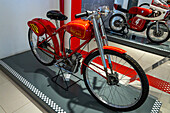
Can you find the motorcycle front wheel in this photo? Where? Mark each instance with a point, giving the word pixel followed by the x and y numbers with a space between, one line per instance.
pixel 127 93
pixel 160 36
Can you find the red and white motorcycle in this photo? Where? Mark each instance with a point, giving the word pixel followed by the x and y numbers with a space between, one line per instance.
pixel 152 16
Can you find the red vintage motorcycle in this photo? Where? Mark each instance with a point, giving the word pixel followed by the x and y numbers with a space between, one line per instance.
pixel 111 76
pixel 152 17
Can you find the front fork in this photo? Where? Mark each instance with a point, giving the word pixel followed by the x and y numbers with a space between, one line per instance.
pixel 101 43
pixel 157 26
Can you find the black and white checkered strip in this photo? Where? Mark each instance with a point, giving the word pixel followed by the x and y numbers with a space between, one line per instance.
pixel 156 107
pixel 42 96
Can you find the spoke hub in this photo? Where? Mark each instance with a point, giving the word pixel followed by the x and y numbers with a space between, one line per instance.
pixel 113 79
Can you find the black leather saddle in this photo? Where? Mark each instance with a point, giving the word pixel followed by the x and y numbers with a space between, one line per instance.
pixel 56 15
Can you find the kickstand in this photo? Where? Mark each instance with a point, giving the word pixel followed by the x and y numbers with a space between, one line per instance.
pixel 60 79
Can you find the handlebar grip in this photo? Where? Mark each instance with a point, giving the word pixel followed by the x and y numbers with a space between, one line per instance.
pixel 81 14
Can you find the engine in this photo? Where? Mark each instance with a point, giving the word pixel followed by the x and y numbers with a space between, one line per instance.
pixel 72 63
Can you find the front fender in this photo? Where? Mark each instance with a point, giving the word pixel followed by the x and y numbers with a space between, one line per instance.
pixel 121 51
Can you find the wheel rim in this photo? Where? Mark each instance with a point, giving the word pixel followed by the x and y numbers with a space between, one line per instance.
pixel 42 55
pixel 161 35
pixel 126 95
pixel 117 23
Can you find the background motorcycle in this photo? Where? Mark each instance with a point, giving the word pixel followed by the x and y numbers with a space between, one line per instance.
pixel 157 12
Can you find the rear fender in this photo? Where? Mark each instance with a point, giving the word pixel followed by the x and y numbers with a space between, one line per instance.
pixel 121 51
pixel 40 27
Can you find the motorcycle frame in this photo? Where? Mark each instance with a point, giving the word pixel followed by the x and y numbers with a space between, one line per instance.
pixel 100 37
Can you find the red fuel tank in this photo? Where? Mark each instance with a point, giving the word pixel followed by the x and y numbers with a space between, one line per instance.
pixel 82 29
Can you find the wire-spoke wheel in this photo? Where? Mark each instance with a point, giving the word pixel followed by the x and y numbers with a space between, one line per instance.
pixel 127 93
pixel 160 36
pixel 41 47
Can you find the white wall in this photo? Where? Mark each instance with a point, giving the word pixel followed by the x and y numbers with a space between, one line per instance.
pixel 14 15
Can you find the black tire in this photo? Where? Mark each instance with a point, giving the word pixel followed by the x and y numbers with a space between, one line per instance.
pixel 42 56
pixel 144 4
pixel 126 90
pixel 119 24
pixel 162 36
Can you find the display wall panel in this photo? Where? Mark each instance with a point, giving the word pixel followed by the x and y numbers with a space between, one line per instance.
pixel 13 22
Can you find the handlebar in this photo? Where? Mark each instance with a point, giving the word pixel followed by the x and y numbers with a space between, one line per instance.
pixel 81 14
pixel 86 13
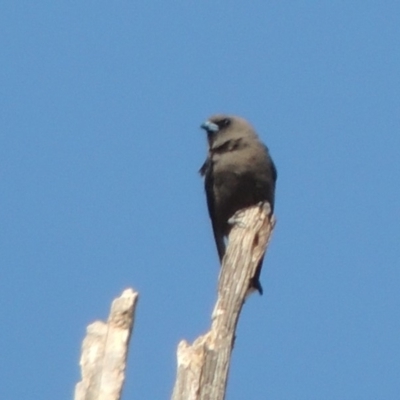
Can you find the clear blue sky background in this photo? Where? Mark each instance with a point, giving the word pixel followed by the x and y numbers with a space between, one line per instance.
pixel 100 146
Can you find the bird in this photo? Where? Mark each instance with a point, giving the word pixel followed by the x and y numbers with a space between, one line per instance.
pixel 238 173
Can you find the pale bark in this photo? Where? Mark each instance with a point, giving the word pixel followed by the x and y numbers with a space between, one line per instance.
pixel 104 352
pixel 203 366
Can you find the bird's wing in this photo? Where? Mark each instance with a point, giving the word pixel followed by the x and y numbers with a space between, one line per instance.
pixel 207 171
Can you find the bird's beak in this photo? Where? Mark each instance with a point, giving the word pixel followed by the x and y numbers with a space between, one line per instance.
pixel 210 127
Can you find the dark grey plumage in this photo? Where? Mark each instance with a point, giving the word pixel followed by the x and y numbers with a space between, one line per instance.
pixel 238 172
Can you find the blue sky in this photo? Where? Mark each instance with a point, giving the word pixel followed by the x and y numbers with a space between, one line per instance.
pixel 100 146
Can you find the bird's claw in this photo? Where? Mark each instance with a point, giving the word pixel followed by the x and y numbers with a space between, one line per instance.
pixel 236 220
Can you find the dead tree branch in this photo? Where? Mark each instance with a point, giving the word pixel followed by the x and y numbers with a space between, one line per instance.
pixel 104 352
pixel 203 366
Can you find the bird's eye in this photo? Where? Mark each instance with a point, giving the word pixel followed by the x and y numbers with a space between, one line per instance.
pixel 224 123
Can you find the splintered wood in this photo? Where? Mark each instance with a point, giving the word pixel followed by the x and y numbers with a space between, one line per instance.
pixel 203 366
pixel 104 352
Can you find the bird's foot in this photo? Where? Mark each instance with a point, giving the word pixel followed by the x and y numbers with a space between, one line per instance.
pixel 236 220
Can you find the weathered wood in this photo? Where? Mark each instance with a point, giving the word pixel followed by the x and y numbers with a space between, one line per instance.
pixel 203 366
pixel 104 351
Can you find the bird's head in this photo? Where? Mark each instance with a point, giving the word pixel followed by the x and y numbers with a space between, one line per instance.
pixel 221 127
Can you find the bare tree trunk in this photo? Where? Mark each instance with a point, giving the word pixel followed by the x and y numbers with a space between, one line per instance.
pixel 104 352
pixel 203 366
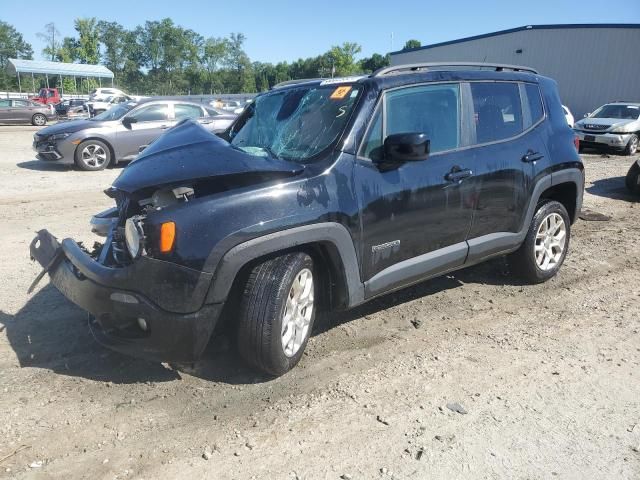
• • • • •
* _Work to be completed_
When you print the entries, keep every line exactly as it is and drop the pictures.

* _Task output_
Can you find the motorcycle front wheel in this photo? Where? Mark each instance with a point, giving the word pixel followed by the x and y numbers with a space between, one line per instance.
pixel 127 93
pixel 160 36
Can you find the red and white motorcycle in this photo? Where? Mark each instance with a point, giving the word pixel followed by the x and y numbers with a space between, one line per instance.
pixel 152 16
Can you find the red vintage motorcycle in this photo? Where? Mark each instance with a point, giving the word pixel followed by the x and y numbers with a space between, one line per instance.
pixel 111 76
pixel 152 17
Can you find the front fork in this photo? Where? Mark each instance with a point, giving the word pixel followed by the x and y numbers with a space between, one line per instance.
pixel 101 43
pixel 157 26
Can you find the black and white checkered strip in this photo? Where? Mark each instance with a point, giving the word pixel followed by the x and y numbers with a space between, one line per instance.
pixel 156 107
pixel 42 96
Can you find the spoke hub in this photo? Where? Mark each instance with a point, giving the word pixel followed by the x and y numbers with a space between, one line per instance.
pixel 113 79
Can you find the black leather saddle in this photo? Where? Mark each instance with a point, giving the word pixel followed by the x and y numbers with a space between, one line per instance.
pixel 56 15
Can you find the kickstand in this photo? Where? Mark each instance with a point, giving the word pixel followed by the x and y numbers with a space between, one line per instance.
pixel 60 79
Can you find the handlebar grip in this photo? Where? Mark each instance with a point, giving the word pixel followed by the x and y numbers with a space between, one line per instance.
pixel 81 14
Can you find the engine in this photo? Where? Mark each instance with a point, giving the word pixel followed by the x and y numbers with a space between, one line per instance.
pixel 72 63
Can you find the front fender in this photo? Where? Mark each instance with a point, giving the word pixel followed by the x and y numbers with a space between, one line per instance.
pixel 121 51
Can you find the wheel rim in this photo? Where? Mark each instance with a point, giving the word pixel followed by the x and y numbers with a space between, one line per instance.
pixel 42 55
pixel 161 35
pixel 126 95
pixel 117 23
Can you find the background motorcycle in this photo? Where? Mark each instance with a point, giving the word pixel followed by the x and y numbers with a space between, one line per instance.
pixel 157 12
Can you find the rear fender in this photo? Where? Mark each instance with a point, giving the word pixel followed by the x and y numbers with a space between, one line per instance.
pixel 121 51
pixel 40 27
Can you find the motorcycle frame in this photo? Where? Mark each instance with a point, giving the word pixel followed by the x and y numbers with a space between, one line per instance.
pixel 100 37
Can you find the red fuel tank in this photo? Where? Mark each instance with a point, giving the word pixel followed by the x and y numbers with a space between, one line per instance.
pixel 82 29
Can you find the wire-spoke wheel in this photo? Where? Mark each instance with a point, giving the word pixel followed by the x and y numbers with a space between, one line per instance.
pixel 127 93
pixel 160 36
pixel 41 47
Can you find the white wall in this photo? Where? Mark each instance with a point, giving the word pixel followed by the x and y numbers with a space between, one line per instance.
pixel 14 15
Can you find the black tire in this photo? Where? Mark each instance with a point, giving the word pixel followed by the x and y numbers with a space between, one line per instance.
pixel 42 56
pixel 144 4
pixel 126 90
pixel 119 24
pixel 162 36
Can you find the display wall panel in this photo? Where? Mark each instance with a point, giving the word pixel followed by the x and y numbers with a space between, one line per instance.
pixel 13 22
Can you find the handlebar in this photo? Where? Mark each instance with a point, giving the word pixel followed by the x and y numbers with a space between, one line per instance.
pixel 81 14
pixel 86 13
Can you find the clear blue sky background in this photo? Where? Mark each instance with a point, giving the word pixel followed by the x and y numbers with a space between, one line per instance.
pixel 100 146
Can you find the bird in this photo? Where? Mark each instance with a point, giving the word pixel followed by the x and y numbers with a space between, one line per instance.
pixel 238 173
Can you find the pale bark in this photo? Where? Mark each instance with a point, giving the word pixel followed by the x and y numbers with a space between, one line per instance.
pixel 104 352
pixel 203 366
Can you find the bird's wing in this photo? Where? Mark each instance with a point, giving the word pixel followed by the x and y numbers with a space between, one line per instance.
pixel 207 171
Can you find the bird's beak in this photo? Where? Mark each instance with a point, giving the word pixel followed by the x and y numbers with a space between, one line per instance.
pixel 210 127
Can you find the dark grey plumage in this photo? Where? Mark each instance with a point, giving the word pixel followed by the x and y numbers with a space between, one line per instance.
pixel 238 172
Can you find the blue sky in this photo? Where? Mark each instance with a point, giving the word pixel followed by the x and y numbers with a space between, one line per instance.
pixel 100 146
Can you find the bird's claw in this photo? Where? Mark each instance with a point, giving the word pixel followed by the x and y numbers with a space between, one line per instance.
pixel 236 220
Can you find the dead tree branch in this photo? Where? Mark each instance with a point, giving the word pixel followed by the x and y numbers with a space between, one line per instance.
pixel 104 352
pixel 203 366
Can you find the bird's eye in this photo? Where? Mark each instance with a point, giving the word pixel followed by the x and y numbers with a space between, one line per instance.
pixel 224 123
Can you find the splintered wood in this photo? Where? Mark each instance with a point, giving the word pixel followed by the x and y numbers with a space between, one line per instance.
pixel 203 366
pixel 104 352
Can you find the bird's foot in this photo? Where? Mark each instance with a point, giving the word pixel followed by the x and y numbers with a space between, one line per instance.
pixel 236 220
Can you find the weathered wood in this photo? Where? Mark each instance with a point, giving the word pixel followed by the x and y numbers with a space between, one line per instance.
pixel 203 366
pixel 104 351
Can you find the bird's head in this photo? Where? Mark each instance with a point, giving the word pixel followed by the x and y numbers with a space between, one line per instance.
pixel 221 127
Can you find the bare tree trunk in this photo? Where? Mark each instance with a point, giving the word pixel followed by the x and y numbers with a space between, one line per instance.
pixel 104 352
pixel 203 366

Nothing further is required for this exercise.